Challenge A
According to the Apps Script loop benchmark report, how many measurements were averaged for each data point shown in the figures?
Challenge B
For each statement below, say whether it agrees with the Apps Script loop benchmark report, answering yes or no and quoting the deciding words from the report: (i) With the V8 runtime, the cost of "for in" grew linearly when the array was large. (ii) The time needed to create the arrays was included in the measured process cost. (iii) "for of" could be used without the V8 runtime.
Challenge C
Extend the Apps Script loop benchmark report by writing what comes after its last sentence.

Document
********************

Kanshi Tanaike
Introduction
Please be careful! This result can be only used for Google Apps Script.
There are a limit executing time for Google Apps Script (GAS). That is 6 minutes.1 So users always have to pay attention to reducing the process cost of the scripts. Especially, it is very important to know the process cost for the array processing, because the array processing is often used for spreadsheet and Google APIs. I have already reported “Benchmark: Loop for Array Processing using Google Apps Script”.2 At February 7, 2020, the V8 runtime got to be able to be used in my account. By this, it is considered that it is possibly changed the result of benchmark without V8 2. So I measured about this. In this report, the process cost of “loop” for the array processing using GAS has been investigated with V8 runtime.
When users use the loop process for the array using GAS, the following 6 methods can be considered.
- Normal “for loop”
for (var i = 0; i < 10; i++) {array[i]}
- for in
for (var i in array) {array[i]}
- while
while (i < 10) {array[i++]}
- forEach
array.forEach(function(e){e})
- map, filter
array.map(function(e){e})
array.filter(function(e){e})
- reduce
array.reduce(function(ar,e){e},[])
- for of
for (var e of array) {e}
- for of with iterator
for (var e of array[Symbol.iterator]()) {e}
As the result, it was found that when v8 runtime is used, the process costs of methods except for “for in” were almost the same for the array processing of both 1 dimensional and 2 dimensional array. The process costs of “for loop”, “while”, “forEach”, “map, filter” and “reduce” were not changed with increasing the array length. At “for in”, when the array length is large, the process cost was linearly increased. Also it was found that at GAS, the cost of push()
and new Array()
was almost the same.
Note: When v8 runtime is used, the comprehension like
[e for each (e in array)]
cannot be used. In this case, when the script is saved, an error occurs. Please be careful this.
About the difference with and without V8 runtime, it was found that when v8 runtime is used for the loop process, the process cost could be largely reduced. For all methods of “for loop”, “for in”, “while”, “forEach”, “map, filter” and “reduce”, the process costs of 15709 % for 1D array and 253887 % for 2D array in the average were reduced. About “for of” and “for of with iterator”, these cannot be used without V8. So in this case, the values of 15709 % and 253887 % don’t include them.
Experimental procedure
As the samples of array, 1 dimensional and 2 dimensional array were used. The array processing was performed by “for loop”, “for in”, “while”, “forEach”, “map, filter” and “reduce”. The process time was measured and the results were compared. Then, when we see the scripts for the array processing at various sites, push()
is often used. As another way, there is the way for using new Array()
. In this report, the process costs of push()
and new Array()
were also compared. In order to measure the process cost of array processing, the script which retrieves the multiple of 5 from the elements of arrays was used as a sample script. The sample scripts of Google Apps Scripts which were used for this report are here. a For measuring the process cost, the cost for creating array to use at the methods is not included. By the way, at GAS, the processing time is not stable as you know. So the average value for more than 100 times measurements was used for each data point which is shown by figures. At this time, the fluctuation of the average values was less than 1 %. I worry that each detailed-data point at my environment might be different from that at other user’s environment. But I think that the trend of this result can be used.

********************

Dataset excerpt
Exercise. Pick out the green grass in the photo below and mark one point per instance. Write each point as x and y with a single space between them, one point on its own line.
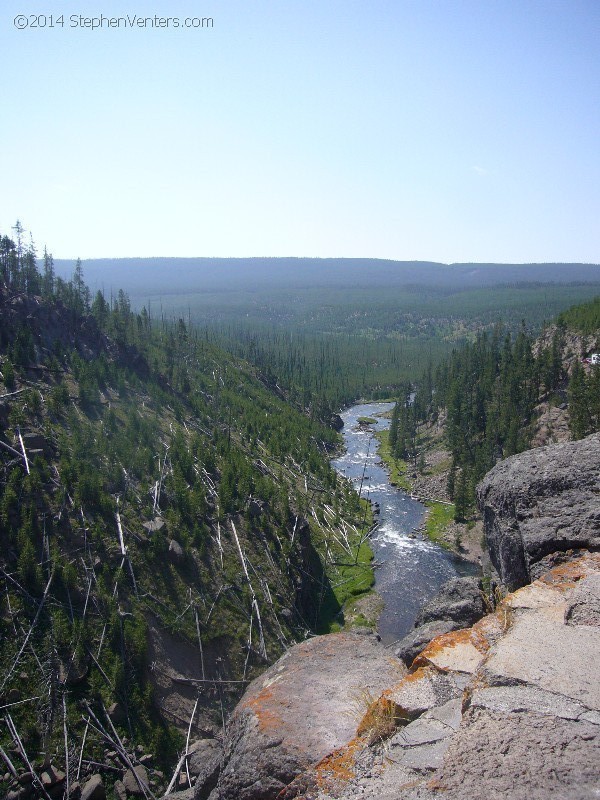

********************

Final answer A
More than 100 measurements were averaged for each data point.

Final answer B
(i) Yes: "At “for in”, when the array length is large, the process cost was linearly increased."
(ii) No: "For measuring the process cost, the cost for creating array to use at the methods is not included."
(iii) No: "About “for of” and “for of with iterator”, these cannot be used without V8."

Final answer C
In this report, in order to compare the process costs with and without V8 runtime, exactly the same scripts used at Benchmark: Loop for Array Processing using Google Apps Script was used.
Results
Fig 1. Number of elements vs. processing time for 1 dimensional array.
Fig 2. Number of elements vs. processing time for 2 dimensional array.
Figures 1 and 2 show that the number of elements vs. processing time for 1 and 2 dimensional arrays, respectively. The results of push()
and new Array()
are also included in these figures.
From both figures, it can be seen the 2 patterns. One is the lines which linearly increase. Another is the lines in almost parallel to the X-axis. The lines which linearly increases are “for in”. The lines in almost parallel to the X-axis are “for loop”, “while”, “forEach”, “map, filter”, “reduce” , “for of” and “for of with iterator”. From these lines in almost parallel to the X-axis, it is found that the process costs of “for loop”, “while”, “forEach”, “map, filter”, “reduce”, “for of” and “for of with iterator"are almost the same.
Here, when “for of” and “for of with iterator” are compared, the cost of “for of” is a bit lower than that of “for of with iterator”. It is considered that this is due to the cost for creating the iterator.
Also it is found that at GAS, the costs of push()
and new Array()
were almost the same. This is the interesting result. This is the important result for using Google Apps Script with V8 runtime.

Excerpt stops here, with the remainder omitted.